### What the task requires
When you find the line with "Target: pennant flag" among the records below, reproduce it and each line after it exactly, ending with the line with "-- sample [876,144].".

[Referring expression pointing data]
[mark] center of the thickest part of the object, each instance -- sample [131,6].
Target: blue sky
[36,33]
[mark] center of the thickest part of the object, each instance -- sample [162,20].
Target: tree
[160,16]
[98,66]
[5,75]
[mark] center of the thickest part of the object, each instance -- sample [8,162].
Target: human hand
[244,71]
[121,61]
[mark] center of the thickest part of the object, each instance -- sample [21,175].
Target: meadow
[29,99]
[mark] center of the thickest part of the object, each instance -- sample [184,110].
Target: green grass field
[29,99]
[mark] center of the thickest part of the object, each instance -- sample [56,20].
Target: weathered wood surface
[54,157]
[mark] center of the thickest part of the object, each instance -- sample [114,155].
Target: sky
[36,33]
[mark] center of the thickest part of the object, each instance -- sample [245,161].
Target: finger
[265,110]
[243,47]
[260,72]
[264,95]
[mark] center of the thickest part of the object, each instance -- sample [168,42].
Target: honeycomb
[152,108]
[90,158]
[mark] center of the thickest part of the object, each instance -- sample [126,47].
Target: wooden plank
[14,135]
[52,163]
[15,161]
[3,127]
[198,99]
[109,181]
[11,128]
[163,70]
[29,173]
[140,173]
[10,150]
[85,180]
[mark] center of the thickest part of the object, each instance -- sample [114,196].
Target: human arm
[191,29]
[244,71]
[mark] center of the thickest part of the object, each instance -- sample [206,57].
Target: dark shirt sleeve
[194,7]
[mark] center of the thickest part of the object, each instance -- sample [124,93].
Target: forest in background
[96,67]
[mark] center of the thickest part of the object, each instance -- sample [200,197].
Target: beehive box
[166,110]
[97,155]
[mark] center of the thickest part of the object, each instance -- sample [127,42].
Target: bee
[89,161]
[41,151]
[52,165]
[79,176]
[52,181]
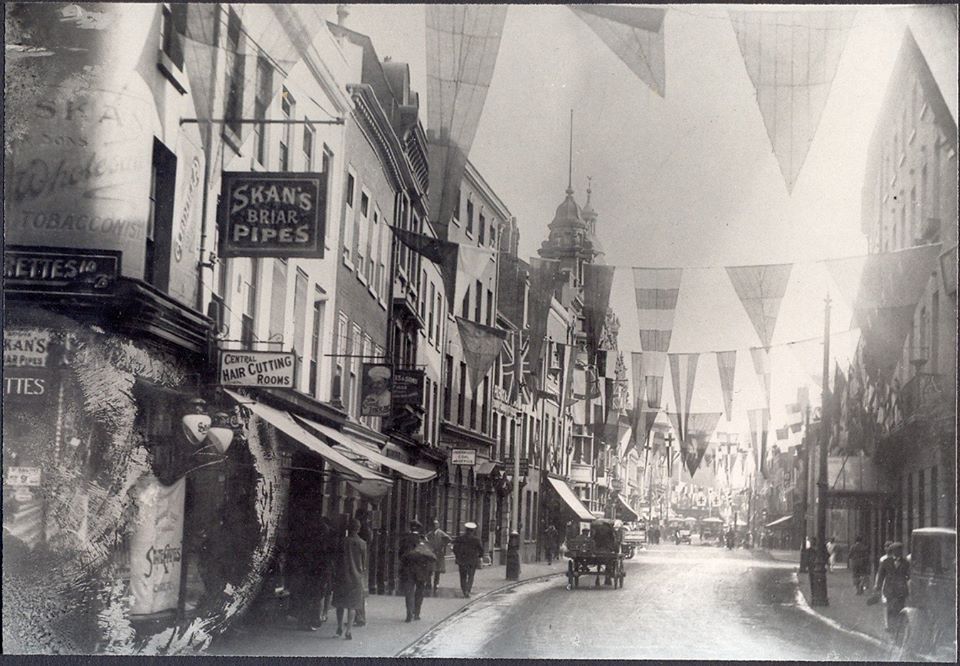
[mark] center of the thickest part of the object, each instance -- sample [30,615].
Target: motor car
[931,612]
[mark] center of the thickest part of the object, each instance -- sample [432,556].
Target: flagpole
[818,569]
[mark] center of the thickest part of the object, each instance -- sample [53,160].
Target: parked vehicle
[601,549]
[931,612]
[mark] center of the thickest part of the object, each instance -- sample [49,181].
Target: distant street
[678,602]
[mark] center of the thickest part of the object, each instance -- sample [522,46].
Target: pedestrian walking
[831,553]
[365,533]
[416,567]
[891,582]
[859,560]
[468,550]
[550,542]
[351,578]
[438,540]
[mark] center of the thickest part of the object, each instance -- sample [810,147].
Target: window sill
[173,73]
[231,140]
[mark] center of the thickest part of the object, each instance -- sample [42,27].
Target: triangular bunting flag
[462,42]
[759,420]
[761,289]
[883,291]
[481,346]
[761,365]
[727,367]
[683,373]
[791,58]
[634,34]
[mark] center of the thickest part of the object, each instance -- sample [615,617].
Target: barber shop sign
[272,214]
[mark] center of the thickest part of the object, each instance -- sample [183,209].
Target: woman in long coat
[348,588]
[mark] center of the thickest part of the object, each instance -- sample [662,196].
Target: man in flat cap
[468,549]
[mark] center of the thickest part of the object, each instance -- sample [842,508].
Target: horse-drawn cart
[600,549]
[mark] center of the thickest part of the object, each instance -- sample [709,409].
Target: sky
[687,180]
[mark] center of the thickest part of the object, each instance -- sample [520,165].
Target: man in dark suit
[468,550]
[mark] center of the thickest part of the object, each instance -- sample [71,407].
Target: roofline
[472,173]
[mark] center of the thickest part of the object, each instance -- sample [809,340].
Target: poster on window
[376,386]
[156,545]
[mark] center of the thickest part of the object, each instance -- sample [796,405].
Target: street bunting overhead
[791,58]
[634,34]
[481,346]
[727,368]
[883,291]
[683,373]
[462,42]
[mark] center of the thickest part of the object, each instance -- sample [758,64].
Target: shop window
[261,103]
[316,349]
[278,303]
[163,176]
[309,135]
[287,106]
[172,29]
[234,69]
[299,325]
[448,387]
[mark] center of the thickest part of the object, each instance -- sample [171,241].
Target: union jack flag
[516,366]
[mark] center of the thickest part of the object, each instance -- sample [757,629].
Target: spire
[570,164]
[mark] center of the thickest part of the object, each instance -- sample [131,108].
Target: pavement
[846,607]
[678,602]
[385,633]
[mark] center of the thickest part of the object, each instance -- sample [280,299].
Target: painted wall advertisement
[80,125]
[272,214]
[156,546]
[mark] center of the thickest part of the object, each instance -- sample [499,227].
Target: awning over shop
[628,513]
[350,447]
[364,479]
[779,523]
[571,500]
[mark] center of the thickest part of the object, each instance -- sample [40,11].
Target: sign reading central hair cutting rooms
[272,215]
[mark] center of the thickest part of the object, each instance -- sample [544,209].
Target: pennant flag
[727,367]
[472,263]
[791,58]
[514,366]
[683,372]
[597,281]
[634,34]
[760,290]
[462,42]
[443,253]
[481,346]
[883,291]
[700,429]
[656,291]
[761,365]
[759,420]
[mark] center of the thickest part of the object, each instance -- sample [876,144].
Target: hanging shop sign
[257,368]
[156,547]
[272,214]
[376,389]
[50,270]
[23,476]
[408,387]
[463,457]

...

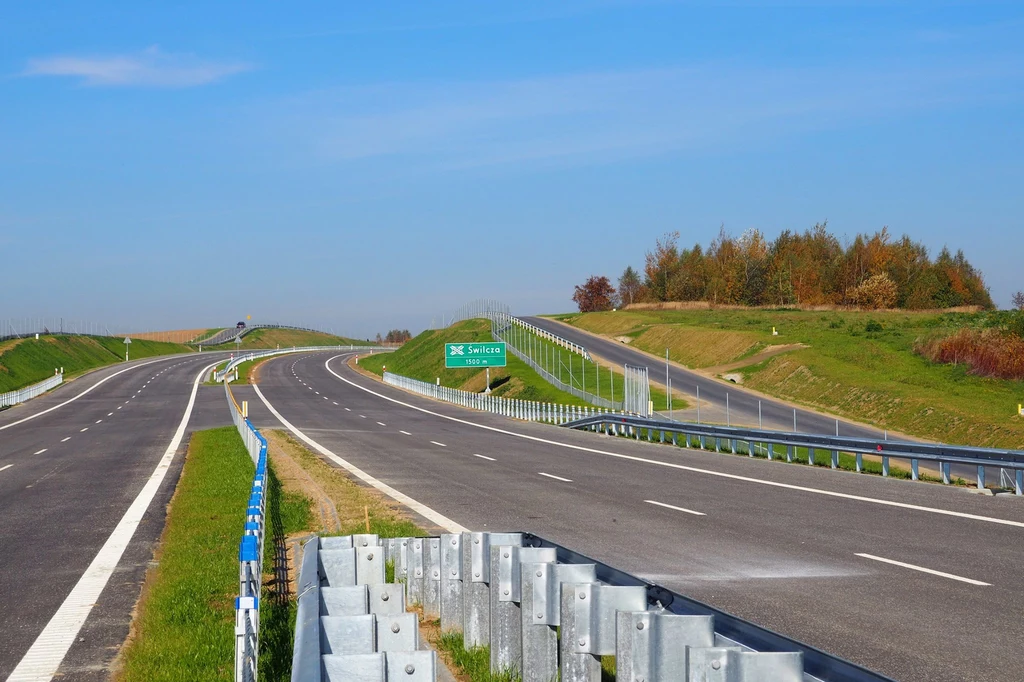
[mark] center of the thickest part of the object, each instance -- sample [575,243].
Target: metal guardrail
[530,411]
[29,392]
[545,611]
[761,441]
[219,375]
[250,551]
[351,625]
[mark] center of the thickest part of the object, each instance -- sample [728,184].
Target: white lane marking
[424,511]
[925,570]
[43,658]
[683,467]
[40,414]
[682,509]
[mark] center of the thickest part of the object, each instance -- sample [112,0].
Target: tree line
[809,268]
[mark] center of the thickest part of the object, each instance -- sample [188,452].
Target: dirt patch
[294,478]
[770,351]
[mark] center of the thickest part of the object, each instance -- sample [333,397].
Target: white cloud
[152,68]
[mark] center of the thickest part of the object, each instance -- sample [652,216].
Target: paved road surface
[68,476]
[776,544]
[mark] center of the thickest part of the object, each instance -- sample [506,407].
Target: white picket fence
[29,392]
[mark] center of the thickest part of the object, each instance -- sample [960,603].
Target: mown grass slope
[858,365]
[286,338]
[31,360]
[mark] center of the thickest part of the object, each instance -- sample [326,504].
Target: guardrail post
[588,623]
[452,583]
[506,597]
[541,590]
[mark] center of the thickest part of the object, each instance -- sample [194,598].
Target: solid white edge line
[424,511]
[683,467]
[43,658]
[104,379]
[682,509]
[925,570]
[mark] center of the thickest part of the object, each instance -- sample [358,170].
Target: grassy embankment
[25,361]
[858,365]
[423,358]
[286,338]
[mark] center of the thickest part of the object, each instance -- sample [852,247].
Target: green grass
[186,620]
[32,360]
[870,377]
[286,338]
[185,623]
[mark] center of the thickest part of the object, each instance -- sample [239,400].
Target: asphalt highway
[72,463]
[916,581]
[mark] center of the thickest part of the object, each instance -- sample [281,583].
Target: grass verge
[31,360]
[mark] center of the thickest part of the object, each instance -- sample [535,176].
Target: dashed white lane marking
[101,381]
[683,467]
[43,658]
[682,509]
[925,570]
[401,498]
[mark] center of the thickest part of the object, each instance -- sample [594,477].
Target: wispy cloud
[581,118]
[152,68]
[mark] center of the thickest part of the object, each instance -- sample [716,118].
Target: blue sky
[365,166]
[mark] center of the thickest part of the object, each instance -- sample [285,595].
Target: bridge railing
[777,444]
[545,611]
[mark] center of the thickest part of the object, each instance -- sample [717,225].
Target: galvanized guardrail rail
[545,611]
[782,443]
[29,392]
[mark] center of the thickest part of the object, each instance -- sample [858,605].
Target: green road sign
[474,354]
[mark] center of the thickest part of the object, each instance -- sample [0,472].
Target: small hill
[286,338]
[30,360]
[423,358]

### Your response
Target: pennant flag
[727,367]
[472,263]
[791,58]
[514,366]
[683,372]
[597,281]
[634,34]
[760,290]
[462,42]
[443,253]
[481,346]
[883,291]
[700,429]
[656,291]
[761,365]
[759,420]
[mark] center of the thickest part of the object, each instance -- sample [876,144].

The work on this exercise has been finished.